## [Exercise prompt]
Reproduce word for word the passage of the article on the June 21 unlocking that falls between "There is also" and "almost certainly will.", inclusive.

:: Page text ::

Beautifully timed to coincide with the half-term holiday, the sun shone down on Yorkshire in earnest for the first time in nearly a year.
And how sorely it was needed for thousands of businesses.
After the two unlocking phases in April and May, substantial parts of the hospitality and entertainment industry, which could finally begin serving customers again, were met with the coldest May in a quarter of a century and more than 30 per cent rainfall than is common for the month.
The next phase of unlocking life for Britain is pencilled in for Monday, June 21 with ministers set to announce whether this will go ahead the week prior on June 14.
Under the Government roadmap, this date should mean an end to all restrictions, at least when standing on British soil. Let me say now that anyone hoping for this to occur may wish to manage their expectations. It is already clear that senior Cabinet ministers are getting cold feet.
Health Secretary Matt Hancock just this Sunday said he was “open” to changes being made to the final unlocking this month, a change in tune from the hitherto consistent messaging that current data supported a total unlocking.
The move is understandable from a political point of view. The London-based media has been up to its old tricks this past few weeks, spreading fear by quoting individual scientists who are counselling against removing restrictions on social contact, while ignoring the fact that the timetable drawn up by Government was informed largely by scientists.
There is also justified consternation over the new Delta variant which is now the dominant strain in the UK and is considerably more transmissible then the Kent variant which swept the nation in the winter.
So what will happen if we see a bonfire of masks on the morning of June 21, followed by a mass pilgrimage to the nightclubs?
Will it mean more infections? It almost certainly will.
Will it see the pressure on the NHS become unsustainable? Highly unlikely now that the vaccinated outnumber the non-vaccinated by some distance and that all vulnerable groups have had their jab.

:::
:: Dataset ::

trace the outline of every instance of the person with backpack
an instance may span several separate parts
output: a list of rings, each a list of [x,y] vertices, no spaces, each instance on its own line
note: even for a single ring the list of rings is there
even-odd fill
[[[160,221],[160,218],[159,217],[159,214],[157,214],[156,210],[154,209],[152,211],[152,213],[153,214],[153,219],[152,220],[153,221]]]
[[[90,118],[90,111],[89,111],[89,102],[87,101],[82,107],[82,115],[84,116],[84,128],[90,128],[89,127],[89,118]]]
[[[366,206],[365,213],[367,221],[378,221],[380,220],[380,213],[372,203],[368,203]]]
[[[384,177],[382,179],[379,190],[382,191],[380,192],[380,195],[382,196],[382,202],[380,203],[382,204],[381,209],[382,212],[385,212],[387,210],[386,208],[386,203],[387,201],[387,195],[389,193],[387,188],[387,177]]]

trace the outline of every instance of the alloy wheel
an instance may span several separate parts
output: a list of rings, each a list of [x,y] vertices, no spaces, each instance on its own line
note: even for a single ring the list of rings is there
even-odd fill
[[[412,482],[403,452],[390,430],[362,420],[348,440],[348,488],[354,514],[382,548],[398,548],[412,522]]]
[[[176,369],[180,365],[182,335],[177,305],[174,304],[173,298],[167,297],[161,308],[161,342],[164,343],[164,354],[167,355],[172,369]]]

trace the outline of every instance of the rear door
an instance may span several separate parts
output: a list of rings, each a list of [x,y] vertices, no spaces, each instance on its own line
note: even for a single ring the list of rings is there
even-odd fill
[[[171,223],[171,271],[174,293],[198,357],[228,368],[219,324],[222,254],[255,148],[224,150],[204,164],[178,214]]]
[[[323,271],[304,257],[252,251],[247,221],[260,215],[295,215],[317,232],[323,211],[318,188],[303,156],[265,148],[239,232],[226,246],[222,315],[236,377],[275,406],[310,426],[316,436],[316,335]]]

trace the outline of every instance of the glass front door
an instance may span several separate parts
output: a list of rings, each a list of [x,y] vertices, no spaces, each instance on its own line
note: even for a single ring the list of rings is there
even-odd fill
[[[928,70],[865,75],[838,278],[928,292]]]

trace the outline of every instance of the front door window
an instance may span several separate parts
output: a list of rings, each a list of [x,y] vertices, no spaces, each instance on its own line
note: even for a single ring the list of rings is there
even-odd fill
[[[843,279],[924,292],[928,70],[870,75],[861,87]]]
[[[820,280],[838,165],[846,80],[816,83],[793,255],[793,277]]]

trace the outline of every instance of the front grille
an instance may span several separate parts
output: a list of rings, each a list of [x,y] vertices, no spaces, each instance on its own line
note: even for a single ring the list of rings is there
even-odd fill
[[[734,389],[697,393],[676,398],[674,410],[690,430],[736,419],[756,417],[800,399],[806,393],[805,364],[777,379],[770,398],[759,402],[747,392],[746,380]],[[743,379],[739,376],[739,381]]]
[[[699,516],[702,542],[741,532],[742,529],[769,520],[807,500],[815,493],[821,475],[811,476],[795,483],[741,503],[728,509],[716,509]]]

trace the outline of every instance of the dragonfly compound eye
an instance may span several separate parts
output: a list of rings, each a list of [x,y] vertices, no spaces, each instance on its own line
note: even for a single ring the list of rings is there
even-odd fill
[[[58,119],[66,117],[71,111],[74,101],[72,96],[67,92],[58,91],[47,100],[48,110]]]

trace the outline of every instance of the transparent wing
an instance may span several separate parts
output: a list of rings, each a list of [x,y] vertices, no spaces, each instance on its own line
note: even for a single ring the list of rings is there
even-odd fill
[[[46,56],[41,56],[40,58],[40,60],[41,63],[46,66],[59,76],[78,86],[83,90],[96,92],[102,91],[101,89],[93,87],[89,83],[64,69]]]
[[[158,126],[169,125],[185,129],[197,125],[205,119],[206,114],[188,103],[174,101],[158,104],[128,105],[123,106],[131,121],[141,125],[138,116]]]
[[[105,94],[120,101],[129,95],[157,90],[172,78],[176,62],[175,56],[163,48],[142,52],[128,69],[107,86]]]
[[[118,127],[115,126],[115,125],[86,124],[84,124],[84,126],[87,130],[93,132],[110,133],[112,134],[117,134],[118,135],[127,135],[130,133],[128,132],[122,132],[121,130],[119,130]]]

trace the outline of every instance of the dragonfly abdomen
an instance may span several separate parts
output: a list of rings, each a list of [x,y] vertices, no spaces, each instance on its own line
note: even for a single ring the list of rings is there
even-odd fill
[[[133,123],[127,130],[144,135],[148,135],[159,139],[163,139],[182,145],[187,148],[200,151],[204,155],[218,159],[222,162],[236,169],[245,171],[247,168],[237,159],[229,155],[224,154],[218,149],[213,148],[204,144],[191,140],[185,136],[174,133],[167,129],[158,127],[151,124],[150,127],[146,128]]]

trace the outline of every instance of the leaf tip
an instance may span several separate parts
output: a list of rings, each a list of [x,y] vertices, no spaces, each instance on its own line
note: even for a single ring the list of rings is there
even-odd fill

:::

## [Answer]
There is also justified consternation over the new Delta variant which is now the dominant strain in the UK and is considerably more transmissible then the Kent variant which swept the nation in the winter.
So what will happen if we see a bonfire of masks on the morning of June 21, followed by a mass pilgrimage to the nightclubs?
Will it mean more infections? It almost certainly will.